**Data records:**
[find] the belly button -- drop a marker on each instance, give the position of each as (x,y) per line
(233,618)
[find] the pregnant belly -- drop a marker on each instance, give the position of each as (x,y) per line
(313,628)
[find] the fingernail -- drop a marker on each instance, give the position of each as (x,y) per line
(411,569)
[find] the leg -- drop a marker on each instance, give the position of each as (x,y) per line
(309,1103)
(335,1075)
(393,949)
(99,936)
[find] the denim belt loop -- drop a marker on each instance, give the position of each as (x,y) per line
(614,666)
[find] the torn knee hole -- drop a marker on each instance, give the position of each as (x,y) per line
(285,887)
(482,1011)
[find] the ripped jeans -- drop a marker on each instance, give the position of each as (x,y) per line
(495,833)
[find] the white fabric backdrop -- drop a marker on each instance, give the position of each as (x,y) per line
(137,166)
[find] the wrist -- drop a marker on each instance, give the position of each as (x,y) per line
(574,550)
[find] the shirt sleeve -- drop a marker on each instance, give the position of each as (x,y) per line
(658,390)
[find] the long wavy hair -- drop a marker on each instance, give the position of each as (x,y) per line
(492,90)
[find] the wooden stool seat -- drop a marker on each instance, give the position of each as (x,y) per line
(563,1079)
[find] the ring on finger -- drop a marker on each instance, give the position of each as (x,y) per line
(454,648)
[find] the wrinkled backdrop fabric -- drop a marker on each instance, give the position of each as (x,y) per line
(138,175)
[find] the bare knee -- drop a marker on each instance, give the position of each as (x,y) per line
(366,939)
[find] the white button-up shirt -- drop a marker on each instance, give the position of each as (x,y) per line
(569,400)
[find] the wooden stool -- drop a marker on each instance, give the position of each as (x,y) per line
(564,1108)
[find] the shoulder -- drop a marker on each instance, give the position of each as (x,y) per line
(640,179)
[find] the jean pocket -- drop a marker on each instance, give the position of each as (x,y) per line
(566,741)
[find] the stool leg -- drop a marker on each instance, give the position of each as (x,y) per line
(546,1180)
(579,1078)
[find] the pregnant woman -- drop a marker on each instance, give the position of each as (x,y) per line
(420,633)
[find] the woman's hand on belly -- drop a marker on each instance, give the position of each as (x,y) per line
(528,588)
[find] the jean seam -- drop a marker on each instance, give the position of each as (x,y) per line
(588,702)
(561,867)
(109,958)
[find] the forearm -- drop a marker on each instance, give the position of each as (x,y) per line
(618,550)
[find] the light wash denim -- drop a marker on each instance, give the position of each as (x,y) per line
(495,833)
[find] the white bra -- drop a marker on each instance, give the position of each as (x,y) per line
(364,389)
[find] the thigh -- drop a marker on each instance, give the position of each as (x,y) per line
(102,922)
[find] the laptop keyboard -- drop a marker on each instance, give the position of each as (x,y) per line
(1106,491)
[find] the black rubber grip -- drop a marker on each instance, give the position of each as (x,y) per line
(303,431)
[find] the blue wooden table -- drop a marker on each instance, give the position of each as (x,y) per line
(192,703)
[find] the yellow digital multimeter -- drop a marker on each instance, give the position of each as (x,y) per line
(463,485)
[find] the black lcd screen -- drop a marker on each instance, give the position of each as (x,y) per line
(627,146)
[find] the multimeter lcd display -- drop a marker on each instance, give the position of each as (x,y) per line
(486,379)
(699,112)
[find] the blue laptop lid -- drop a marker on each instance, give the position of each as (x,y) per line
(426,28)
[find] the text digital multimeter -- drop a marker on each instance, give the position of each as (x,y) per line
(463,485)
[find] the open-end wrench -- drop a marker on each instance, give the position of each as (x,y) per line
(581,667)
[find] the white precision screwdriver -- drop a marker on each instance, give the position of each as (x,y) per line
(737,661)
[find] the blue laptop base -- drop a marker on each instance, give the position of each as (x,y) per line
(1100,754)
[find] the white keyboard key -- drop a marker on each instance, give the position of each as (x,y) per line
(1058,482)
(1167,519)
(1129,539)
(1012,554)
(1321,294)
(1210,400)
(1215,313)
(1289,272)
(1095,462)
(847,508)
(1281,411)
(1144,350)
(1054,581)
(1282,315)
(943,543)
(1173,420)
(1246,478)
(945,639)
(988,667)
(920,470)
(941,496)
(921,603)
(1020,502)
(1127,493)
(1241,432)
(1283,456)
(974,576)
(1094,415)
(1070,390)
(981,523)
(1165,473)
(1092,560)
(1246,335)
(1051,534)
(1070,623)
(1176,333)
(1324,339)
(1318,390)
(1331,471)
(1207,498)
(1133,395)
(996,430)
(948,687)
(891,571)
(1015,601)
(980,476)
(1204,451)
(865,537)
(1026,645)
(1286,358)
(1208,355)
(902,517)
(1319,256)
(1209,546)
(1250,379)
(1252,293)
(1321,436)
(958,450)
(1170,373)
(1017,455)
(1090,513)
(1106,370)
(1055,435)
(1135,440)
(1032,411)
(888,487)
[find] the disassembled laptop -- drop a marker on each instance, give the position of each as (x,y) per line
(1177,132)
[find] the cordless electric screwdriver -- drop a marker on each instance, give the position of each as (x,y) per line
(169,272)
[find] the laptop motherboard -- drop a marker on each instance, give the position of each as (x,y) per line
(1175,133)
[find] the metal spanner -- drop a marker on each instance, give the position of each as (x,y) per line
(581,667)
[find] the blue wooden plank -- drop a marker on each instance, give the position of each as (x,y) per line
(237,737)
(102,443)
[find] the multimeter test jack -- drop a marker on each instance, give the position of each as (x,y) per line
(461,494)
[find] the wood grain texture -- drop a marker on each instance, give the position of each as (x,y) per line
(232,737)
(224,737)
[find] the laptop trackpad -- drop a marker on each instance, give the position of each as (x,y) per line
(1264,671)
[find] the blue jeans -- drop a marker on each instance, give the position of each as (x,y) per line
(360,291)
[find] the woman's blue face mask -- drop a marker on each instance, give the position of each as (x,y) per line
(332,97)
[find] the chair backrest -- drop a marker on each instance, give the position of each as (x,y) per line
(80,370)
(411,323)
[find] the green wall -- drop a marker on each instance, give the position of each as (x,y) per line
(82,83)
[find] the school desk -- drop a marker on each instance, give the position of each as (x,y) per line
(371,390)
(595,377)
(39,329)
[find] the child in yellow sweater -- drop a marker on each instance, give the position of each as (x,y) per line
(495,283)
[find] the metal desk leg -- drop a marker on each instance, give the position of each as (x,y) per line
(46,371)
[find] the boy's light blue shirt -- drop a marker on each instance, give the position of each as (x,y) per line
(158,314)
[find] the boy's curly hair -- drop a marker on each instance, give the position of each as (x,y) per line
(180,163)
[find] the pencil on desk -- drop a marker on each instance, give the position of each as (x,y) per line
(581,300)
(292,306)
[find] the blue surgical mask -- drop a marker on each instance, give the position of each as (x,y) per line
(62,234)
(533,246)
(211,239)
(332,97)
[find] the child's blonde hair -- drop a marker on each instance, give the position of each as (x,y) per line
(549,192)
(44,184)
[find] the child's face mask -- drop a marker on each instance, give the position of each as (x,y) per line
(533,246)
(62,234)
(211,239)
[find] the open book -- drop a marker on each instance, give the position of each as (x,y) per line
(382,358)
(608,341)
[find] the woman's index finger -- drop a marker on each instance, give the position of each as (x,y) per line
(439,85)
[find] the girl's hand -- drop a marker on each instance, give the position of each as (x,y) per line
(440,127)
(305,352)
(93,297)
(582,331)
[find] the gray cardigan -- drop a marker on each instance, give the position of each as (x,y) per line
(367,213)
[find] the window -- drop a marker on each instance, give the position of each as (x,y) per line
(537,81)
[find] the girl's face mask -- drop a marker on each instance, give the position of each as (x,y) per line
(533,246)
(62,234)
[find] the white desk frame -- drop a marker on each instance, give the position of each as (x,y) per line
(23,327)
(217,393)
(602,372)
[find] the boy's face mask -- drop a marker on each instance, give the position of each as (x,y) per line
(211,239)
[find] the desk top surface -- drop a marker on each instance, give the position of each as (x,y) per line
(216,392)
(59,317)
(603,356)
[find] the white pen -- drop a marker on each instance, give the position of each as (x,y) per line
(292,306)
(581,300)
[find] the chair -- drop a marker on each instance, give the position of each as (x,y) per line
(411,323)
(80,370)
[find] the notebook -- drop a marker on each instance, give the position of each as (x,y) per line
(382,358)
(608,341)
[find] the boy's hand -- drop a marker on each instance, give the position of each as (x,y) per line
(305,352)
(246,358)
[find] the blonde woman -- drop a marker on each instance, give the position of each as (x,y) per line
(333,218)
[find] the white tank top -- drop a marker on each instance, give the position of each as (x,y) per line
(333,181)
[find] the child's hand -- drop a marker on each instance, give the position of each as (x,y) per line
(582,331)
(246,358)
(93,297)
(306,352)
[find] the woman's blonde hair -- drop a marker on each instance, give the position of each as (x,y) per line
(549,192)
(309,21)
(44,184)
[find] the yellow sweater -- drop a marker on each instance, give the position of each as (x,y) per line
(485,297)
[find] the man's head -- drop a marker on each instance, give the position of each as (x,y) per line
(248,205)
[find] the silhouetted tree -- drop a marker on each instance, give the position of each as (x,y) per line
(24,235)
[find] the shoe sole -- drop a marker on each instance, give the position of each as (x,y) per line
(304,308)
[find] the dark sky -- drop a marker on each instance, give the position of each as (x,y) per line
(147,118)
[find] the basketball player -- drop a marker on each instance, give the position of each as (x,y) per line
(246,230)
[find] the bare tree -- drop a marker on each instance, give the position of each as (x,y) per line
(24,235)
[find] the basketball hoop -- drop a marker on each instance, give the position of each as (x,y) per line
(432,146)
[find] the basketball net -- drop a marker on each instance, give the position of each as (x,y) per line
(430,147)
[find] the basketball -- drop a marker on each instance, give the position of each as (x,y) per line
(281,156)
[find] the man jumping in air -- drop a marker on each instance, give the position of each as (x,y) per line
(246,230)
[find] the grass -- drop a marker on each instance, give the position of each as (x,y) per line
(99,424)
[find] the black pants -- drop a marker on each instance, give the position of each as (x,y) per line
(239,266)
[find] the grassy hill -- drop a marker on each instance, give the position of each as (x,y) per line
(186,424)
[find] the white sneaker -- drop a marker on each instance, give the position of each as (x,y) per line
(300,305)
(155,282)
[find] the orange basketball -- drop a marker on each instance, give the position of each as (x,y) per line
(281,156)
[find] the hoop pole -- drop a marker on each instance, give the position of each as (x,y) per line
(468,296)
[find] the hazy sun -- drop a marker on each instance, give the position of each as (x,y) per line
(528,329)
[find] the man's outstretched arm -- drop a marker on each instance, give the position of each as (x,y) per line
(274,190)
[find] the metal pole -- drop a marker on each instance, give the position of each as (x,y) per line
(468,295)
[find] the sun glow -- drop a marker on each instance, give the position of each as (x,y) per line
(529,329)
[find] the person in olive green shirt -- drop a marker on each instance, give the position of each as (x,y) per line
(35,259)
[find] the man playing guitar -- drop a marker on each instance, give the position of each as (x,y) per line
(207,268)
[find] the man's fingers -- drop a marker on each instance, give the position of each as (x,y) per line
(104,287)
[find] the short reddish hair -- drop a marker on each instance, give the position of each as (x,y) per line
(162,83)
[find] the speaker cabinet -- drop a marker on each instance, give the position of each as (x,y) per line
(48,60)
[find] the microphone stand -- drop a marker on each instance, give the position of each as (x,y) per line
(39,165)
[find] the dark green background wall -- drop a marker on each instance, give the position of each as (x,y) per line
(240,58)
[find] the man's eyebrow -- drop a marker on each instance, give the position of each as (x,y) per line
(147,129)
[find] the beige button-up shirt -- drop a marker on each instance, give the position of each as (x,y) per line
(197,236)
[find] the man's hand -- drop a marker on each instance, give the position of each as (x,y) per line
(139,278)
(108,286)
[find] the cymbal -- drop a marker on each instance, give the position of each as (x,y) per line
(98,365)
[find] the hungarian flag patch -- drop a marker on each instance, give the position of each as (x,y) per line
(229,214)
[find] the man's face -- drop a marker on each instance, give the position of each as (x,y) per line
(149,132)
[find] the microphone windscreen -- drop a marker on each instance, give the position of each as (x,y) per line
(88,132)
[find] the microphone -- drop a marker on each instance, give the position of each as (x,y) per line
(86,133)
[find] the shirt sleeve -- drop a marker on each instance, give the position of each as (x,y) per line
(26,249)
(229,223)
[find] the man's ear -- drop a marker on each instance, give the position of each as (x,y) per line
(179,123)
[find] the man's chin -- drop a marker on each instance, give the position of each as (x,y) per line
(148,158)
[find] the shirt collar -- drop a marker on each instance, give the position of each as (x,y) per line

**What is required:** Repeat only the lines running from the line that contains "[find] the microphone -- drop" through the last line above, inclusive.

**Result of the exercise:**
[find] the microphone -- drop a marker on each instance, give the position of each as (x,y) per line
(86,133)
[find] the shirt sleeve -- drop a marker on each instance, give the position of each as (x,y) per line
(26,249)
(229,223)
[find] the man's ear -- drop a marker on each instance, give the position of each as (x,y) per line
(179,123)
[find] the man's chin -- drop a marker on each instance, give the position of each as (x,y) per line
(148,158)
[find] the shirt collar -- drop a marker on each instance, give the position of each as (x,y) per line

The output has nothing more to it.